:: Extract ::

Conference abstract

2016/2017 Lassa fever outbreak in Nigeria: age and sex have no effect on treatment outcome

Pan African Medical Journal - Conference Proceedings. 2018:8(3).21 Dec 2018.
doi: 10.11604/pamj-cp.2018.8.3.705

Contact the corresponding author
Keywords: Lassa fever, treatment outcome, survival
Opening ceremony

2016/2017 Lassa fever outbreak in Nigeria: age and sex have no effect on treatment outcome

Adesola Yinka-Ogunleye1,2,&, Olabanji Ipadeola3, Mohammed Saleh4, Elsie Ilori1, Chioma Dan-Nwafor1, William Nwachukwu1, Amina Mohammed1, Stephen Ohakanu4, Kayode Fasominu4, Winifred Ukponu4, Emmanuel Agogo1, Favour Makava3, Olubunmi Ojo1, Chikwe Ihekweazu1

1Nigeria Center for Disease Control, Abuja, Nigeria, 2US Center for Disease Control and Prevention, Atlanta, Georgia, United states, 3African Field Epidemiology Network, Nigeria, 4University of Maryland, Baltimore, United states

&Corresponding author
Adesola Yinka-Ogunleye, Nigeria Center for Disease Control, Jabi, Abuja, Nigeria

Abstract

Introduction: Lassa fever is an endemic Viral Hemorrhagic Fever (VHF) in Nigeria. Improvements in case detection and treatment outcome could be achieved by understanding the transmission dynamics better and applying the lessons from previous outbreaks considering the resource constrained setting. This study assessed age-sex disparities in treatment outcome using data from 2016/2017 lassa fever outbreak surveillance in Nigeria.

:::
:: Listed entries ::

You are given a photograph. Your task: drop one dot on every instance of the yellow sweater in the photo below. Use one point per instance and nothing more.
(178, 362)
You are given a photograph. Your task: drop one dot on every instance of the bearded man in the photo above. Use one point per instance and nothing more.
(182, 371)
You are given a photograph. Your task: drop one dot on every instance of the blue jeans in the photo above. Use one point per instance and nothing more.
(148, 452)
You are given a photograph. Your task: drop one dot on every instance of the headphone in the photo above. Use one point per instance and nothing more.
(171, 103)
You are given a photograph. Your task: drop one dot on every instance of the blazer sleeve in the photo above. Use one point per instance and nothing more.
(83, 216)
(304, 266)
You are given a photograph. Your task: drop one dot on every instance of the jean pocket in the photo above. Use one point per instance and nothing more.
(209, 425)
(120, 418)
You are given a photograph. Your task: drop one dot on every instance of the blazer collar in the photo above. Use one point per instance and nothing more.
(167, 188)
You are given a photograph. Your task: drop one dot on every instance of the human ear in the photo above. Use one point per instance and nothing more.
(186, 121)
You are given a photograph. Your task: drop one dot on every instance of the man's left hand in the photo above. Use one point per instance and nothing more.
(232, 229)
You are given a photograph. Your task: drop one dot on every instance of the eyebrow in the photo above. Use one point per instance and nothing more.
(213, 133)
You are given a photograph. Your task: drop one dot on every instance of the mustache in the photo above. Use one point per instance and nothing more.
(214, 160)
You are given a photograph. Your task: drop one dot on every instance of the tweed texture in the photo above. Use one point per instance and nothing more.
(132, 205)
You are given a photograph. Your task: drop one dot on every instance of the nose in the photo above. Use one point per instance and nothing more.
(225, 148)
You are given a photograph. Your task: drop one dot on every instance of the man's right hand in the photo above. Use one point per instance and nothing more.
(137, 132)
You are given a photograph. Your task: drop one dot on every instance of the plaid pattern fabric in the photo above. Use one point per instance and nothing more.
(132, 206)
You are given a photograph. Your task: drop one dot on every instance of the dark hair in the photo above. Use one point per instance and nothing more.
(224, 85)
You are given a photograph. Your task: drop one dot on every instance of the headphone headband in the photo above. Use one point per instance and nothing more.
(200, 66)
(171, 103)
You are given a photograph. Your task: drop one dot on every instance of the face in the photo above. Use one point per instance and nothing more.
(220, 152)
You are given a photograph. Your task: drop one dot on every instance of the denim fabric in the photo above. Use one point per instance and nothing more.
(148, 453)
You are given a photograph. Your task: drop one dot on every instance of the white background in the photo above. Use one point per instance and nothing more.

:::

Check your understanding:
[a] Translate the sentence "Lassa fever is an endemic Viral Hemorrhagic Fever (VHF) in Nigeria." from the Lassa fever abstract into French.
[b] Return everything in the Lassa fever abstract from "1Nigeria Center for" down to "surveillance in Nigeria.", copied word for word.
The records that accompany this text have no connection to it.

Responses to the tasks:
[a] La fièvre de Lassa est une fièvre hémorragique virale (FHV) endémique au Nigeria.

[b]
1Nigeria Center for Disease Control, Abuja, Nigeria, 2US Center for Disease Control and Prevention, Atlanta, Georgia, United states, 3African Field Epidemiology Network, Nigeria, 4University of Maryland, Baltimore, United states

&Corresponding author
Adesola Yinka-Ogunleye, Nigeria Center for Disease Control, Jabi, Abuja, Nigeria

Abstract

Introduction: Lassa fever is an endemic Viral Hemorrhagic Fever (VHF) in Nigeria. Improvements in case detection and treatment outcome could be achieved by understanding the transmission dynamics better and applying the lessons from previous outbreaks considering the resource constrained setting. This study assessed age-sex disparities in treatment outcome using data from 2016/2017 lassa fever outbreak surveillance in Nigeria.